▸ **EXTRACT TO READ**
===============

# Earth Stove 1000 Series



## catriverrat (Sep 16, 2015)

Does anyone have opinions or information on those stoves.


----------



## Heatsource (Sep 16, 2015)

which model?
the 1003c was an awesome heater


----------



## catriverrat (Sep 16, 2015)

How do I tell ? There is a plate on the back .  NCBO No. 3340  Serial # 10713 Plate on front The Earth Stove Inc. 1977


----------



## jotul? (Sep 16, 2015)

Pics? I had an Earth Stove of that vintage at my previous house. Left it behind when we moved because l would have had to add a house onto my new house to meet clearance requirements, but it was a massive heater. (Heated the whole place from the basement)


----------



## catriverrat (Sep 16, 2015)

I will post pics later but I got this from an older farmer guy that bought it new and used it only on holidays in his front room then switched to a gas one. It's been in a shed covered up for maybe 30 years. great shape just a little surface rust.

Oh I didn't mention the best part the said it looked charming and it was free all I have to do is fix a door on one of his outbuildings.


----------



## jotul? (Sep 16, 2015)

===============

▸ **RAW DATA**

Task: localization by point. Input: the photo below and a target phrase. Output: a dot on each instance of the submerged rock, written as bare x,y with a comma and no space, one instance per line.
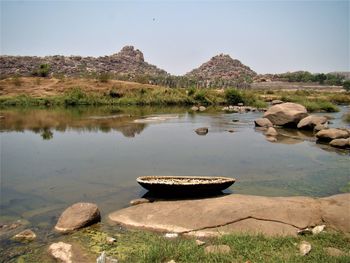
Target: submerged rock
286,114
310,122
318,229
25,235
271,132
275,102
331,134
202,131
263,122
61,251
78,216
340,143
139,201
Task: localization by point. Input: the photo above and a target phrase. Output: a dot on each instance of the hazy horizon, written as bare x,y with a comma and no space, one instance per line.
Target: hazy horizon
177,36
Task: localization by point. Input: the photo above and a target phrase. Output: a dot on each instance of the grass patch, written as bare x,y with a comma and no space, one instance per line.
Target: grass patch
138,246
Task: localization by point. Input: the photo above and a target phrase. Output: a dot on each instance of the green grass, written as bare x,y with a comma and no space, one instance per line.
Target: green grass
346,117
138,246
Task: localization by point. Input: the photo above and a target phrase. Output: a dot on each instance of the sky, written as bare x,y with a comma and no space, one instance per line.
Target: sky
177,36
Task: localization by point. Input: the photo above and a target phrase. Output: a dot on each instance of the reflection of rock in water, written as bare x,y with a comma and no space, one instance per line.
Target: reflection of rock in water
132,129
44,122
47,134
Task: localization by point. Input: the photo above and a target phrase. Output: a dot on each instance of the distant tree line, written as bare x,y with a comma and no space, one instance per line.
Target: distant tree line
305,76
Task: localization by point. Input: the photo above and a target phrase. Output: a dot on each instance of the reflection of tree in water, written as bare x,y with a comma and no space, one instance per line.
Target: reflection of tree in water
44,122
47,134
132,129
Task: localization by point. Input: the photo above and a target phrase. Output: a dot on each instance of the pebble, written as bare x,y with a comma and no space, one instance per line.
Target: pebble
171,235
304,248
217,249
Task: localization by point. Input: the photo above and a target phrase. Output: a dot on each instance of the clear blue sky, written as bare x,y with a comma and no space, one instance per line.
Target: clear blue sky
269,36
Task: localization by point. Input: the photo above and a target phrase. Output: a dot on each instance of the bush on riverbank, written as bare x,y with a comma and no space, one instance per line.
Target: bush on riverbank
141,246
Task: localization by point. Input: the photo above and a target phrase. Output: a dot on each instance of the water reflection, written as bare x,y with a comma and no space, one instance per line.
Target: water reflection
45,122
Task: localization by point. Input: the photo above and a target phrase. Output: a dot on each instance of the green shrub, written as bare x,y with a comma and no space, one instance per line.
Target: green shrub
42,71
104,77
17,81
346,85
233,96
201,97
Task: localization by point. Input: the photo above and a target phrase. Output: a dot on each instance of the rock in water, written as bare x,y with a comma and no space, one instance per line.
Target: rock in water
217,249
318,229
202,131
275,102
310,122
139,201
340,143
61,251
78,216
271,132
331,134
202,108
286,114
25,235
304,248
263,122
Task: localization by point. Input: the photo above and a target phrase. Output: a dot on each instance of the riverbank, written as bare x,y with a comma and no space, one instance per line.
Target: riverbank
35,91
323,243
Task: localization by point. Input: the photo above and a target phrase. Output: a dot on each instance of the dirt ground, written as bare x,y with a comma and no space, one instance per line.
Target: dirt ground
44,87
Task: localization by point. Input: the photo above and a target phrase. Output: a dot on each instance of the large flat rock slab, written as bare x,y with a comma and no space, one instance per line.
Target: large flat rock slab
238,213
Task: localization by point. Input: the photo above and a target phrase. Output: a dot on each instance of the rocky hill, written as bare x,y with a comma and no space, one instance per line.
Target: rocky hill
224,70
129,62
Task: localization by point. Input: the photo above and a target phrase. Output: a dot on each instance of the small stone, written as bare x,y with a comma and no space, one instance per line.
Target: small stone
171,235
139,201
271,139
25,235
305,231
271,132
61,251
304,248
202,131
217,249
78,216
263,122
334,252
275,102
199,242
110,240
318,229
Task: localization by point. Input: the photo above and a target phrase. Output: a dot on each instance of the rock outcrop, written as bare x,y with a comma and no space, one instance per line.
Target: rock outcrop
310,122
263,122
239,213
223,69
286,114
78,216
340,143
128,62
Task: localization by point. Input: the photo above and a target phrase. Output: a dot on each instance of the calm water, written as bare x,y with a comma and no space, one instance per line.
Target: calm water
53,158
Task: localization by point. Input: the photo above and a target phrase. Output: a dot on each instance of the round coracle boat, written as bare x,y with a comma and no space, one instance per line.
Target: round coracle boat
189,184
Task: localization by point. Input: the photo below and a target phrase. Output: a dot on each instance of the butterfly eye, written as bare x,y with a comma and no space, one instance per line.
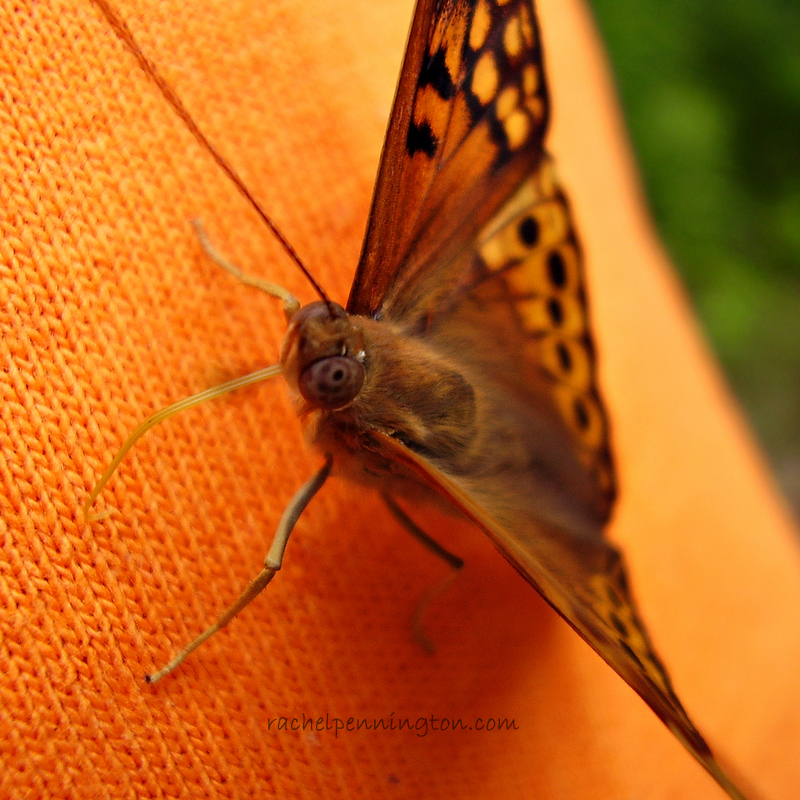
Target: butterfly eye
332,382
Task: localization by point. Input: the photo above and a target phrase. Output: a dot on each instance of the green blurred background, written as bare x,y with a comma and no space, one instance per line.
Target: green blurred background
711,92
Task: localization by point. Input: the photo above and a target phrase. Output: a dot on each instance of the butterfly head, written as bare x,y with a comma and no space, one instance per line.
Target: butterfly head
323,356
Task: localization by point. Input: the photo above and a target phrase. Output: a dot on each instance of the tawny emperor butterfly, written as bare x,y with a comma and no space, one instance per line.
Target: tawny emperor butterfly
462,369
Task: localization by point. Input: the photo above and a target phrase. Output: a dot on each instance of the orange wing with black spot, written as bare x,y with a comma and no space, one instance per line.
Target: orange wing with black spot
471,245
467,128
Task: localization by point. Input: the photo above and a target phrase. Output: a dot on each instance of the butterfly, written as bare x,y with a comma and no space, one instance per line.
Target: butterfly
462,370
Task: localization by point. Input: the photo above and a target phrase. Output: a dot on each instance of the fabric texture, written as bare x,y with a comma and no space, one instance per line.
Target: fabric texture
109,310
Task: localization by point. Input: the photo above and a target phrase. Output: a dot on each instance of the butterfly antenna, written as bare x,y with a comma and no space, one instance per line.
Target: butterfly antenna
124,33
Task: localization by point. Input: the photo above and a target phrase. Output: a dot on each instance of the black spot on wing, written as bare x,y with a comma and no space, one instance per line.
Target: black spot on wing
421,139
529,231
435,73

===============

▸ **WRITTEN TASKS**
A – In the Earth Stove thread, starting at "I will post" and ending at "little surface rust.", reproduce the passage with "shed" swapped for "barn".
B – Extend the Earth Stove forum thread from the point where it stops.

▸ **ANSWER LIST**
A –
I will post pics later but I got this from an older farmer guy that bought it new and used it only on holidays in his front room then switched to a gas one. It's been in a barn covered up for maybe 30 years. great shape just a little surface rust.

B –
Sounds like a winner. I don't have a ton of info because I only burned mine for the first two winters in my old house. Those would have been '03 and '04, and I was 24 years old with no knowledge, and no internet to gain free knowledge. After that I had my OWB installed. I still feel guilty about leaving that stove behind, but to this day I have no idea what I would be doing with it. I imagine one of the mods will move this to the classics forum and you'll get a lot more help. Congrats on the stove decision though. It'll save you a ton of work and firewood vs. your first idea, and keep you warmer.


----------



## catriverrat (Sep 16, 2015)

What decade you taking about 03 04 .


----------



## jotul? (Sep 16, 2015)

2003, 2004


----------



## catriverrat (Sep 16, 2015)

OK that's like yesterday to me.

I left an Warm Morning in my first house I bought it was a good heater I sold that house in 88'


----------



## Heatsource (Sep 17, 2015)

catriverrat said:


> How do I tell ? There is a plate on the back .  NCBO No. 3340  Serial # 10713 Plate on front The Earth Stove Inc. 1977



ok, the better ones were made alot later than that.

its a low efficiency stove, what hearth.comers call a smoke dragon.


----------



## catriverrat (Sep 18, 2015)

Heatsoura little at: 1970603 said:
			
		

> ok, the better ones were made alot later than that.
> 
> its a low efficiency stove, what hearth.comers call a smoke dragon.


I cleaned it up alittle and fired it up work great. What did they change on them to make them better.


----------



## begreen (Sep 18, 2015)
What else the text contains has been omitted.